**EXCERPTED TEXT**
##############################

For example – there have been rumours of bike thieves using Strava to target particular bikes. If you always start and stop at the same place, and have your bike named in Strava then you can see how this might be possible. It’s also fairly easy to work out where someone lives, or their work patterns just from watching their Strava feed for a bit.

The good news is, it is possible to update the security settings to reduce the amount of information you are giving away and to restrict it for workouts so only people you know (and hopefully trust) can see them.

I should note – I’m not an overly paranoid person, but I do try and take internet and personal security seriously – part of my day job is looking after the IT security of the company I work for, so hopefully I have a bit of experience in this area.

So what can you do ?

Advice falls into several main topics:

  • What you share (and with whom)
  • Location
  • Equipment

Where to make changes ?

Strava have made it quite easy to change all these settings, if you login via their website, select settings, and then choose privacy controls.

What you share with whom

There’s generally 3 settings available on most of these options.

  • Everyone – Anyone with access to Strava can see this activity.
  • Followers – Only people following you can see the activities.
  • No-One – No-one can see the activity (this will affect KOM/QOM and Local Legend status)

You can see from the example above, pretty much all of my settings are set so that only people that follow me can see what I’ve been doing (apart from group activities, which I’ve since changed).

This essentially stops any random people from seeing what you have been doing and where you have been, but doesn’t hide your starting and stopping points.


Location is quite important – let’s say you commute to work on your bike regularly, it would be fairly easy to look at that and determine where you live, and where you work, and from that you can tell where your bike (and most likely you) will be. I once freaked out a boss by correctly guessing his exact address just from looking at his Strava data !

Thankfully there are some tools to help with this too.

Location-based Controls.

Hide specific Locations / addresses allows you to set a bubble around certain locations of a size you choose. Cleverly it does not centre the bubble on the location but offsets it slightly so it makes it even harder to work out exactly where the centre of the bubble is. In my case I have 4 locations set.

##############################

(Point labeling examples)
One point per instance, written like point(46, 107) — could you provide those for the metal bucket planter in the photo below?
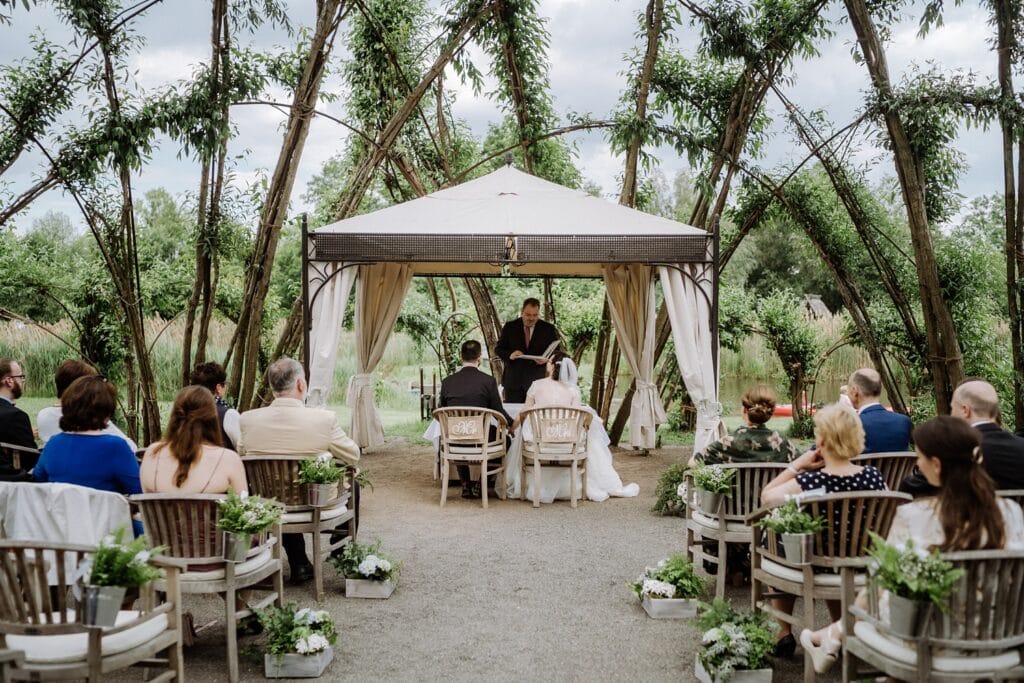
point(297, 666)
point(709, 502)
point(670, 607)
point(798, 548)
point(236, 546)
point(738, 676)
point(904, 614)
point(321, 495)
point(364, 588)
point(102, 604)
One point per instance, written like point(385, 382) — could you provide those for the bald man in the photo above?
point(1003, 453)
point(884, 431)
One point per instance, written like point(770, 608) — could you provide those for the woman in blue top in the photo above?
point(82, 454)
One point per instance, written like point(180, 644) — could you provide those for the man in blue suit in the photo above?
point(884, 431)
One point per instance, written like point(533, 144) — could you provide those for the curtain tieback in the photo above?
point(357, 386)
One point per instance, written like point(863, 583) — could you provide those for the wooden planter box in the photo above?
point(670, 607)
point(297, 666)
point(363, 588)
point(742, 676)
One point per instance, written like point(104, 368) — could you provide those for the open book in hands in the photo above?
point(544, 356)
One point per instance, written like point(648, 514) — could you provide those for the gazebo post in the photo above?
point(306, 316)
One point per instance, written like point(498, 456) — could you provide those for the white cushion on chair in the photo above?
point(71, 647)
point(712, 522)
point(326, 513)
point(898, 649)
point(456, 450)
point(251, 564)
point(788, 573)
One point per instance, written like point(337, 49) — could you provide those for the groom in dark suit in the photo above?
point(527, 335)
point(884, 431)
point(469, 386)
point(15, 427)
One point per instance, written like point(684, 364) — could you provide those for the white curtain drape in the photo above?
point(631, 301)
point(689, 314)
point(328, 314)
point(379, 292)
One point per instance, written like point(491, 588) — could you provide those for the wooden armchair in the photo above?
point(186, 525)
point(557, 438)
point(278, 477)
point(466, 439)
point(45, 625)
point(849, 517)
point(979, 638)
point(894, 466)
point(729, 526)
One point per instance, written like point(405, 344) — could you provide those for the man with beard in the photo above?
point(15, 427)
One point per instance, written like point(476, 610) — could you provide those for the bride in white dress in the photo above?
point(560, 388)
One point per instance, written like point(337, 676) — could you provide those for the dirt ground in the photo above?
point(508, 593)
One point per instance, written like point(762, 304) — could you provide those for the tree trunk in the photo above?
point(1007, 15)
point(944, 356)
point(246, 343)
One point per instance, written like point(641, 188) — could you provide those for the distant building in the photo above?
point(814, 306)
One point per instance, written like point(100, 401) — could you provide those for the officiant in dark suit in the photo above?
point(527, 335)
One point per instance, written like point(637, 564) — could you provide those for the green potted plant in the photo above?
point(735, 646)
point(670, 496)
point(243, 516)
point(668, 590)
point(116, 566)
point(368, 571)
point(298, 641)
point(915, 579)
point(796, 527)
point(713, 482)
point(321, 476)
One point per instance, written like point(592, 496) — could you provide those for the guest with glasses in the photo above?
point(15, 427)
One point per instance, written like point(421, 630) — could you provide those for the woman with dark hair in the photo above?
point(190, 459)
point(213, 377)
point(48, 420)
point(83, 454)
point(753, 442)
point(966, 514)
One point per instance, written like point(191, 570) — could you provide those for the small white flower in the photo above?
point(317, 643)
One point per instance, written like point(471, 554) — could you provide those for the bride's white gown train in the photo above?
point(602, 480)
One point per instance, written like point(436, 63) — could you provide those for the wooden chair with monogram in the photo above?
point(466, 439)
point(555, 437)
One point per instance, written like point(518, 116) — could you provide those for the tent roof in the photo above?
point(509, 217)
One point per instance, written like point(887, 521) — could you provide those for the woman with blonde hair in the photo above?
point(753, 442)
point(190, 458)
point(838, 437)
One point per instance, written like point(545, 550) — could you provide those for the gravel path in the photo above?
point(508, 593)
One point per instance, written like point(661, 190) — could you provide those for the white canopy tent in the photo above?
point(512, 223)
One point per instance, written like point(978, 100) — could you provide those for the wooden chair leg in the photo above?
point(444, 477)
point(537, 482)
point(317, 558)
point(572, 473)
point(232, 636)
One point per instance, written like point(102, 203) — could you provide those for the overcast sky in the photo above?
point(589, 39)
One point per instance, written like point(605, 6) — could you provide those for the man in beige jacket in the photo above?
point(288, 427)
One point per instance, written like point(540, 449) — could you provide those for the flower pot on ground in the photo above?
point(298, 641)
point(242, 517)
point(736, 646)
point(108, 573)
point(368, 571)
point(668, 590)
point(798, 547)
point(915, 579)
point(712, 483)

##############################

Pick up the Strava privacy text after its final sentence and continue it.

  • My House
  • The office
  • My parents’ house
  • My wife’s parents’ house

As these are the places I tend to run / ride from the most.

You can also hide the start / end point of a workout, no matter where it happens and again you can choose how much to mask. I currently have this set to zero, as I was finding if I had it set to anything useful it would not give me any trace on the track (and not tie the workout to the rest of the club doing it). It’s the same reason I don’t have the leisure centre marked as a hidden address).


A lot of us use Strava to work out how many kilometers we have used a pair of shoes or a bike for which is really useful (and quite scary how quickly those kilometers rack up).

Strava is all about the data – and if you’ve looked at any ride it will tell you the equipment that has been used – here’s a recent commute of mine.

Ride overview.

You will notice my bike is called “Commute Bike”. All of my bikes are similarly named (“Road Bike”, “Turbo”, “TT”, “Commute Bike”) – I know what they are, but to me, no-one else needs to know that my road bike is a Dogma F10, or a Cervelo S5 (I wish it was, but sadly it’s neither of these !).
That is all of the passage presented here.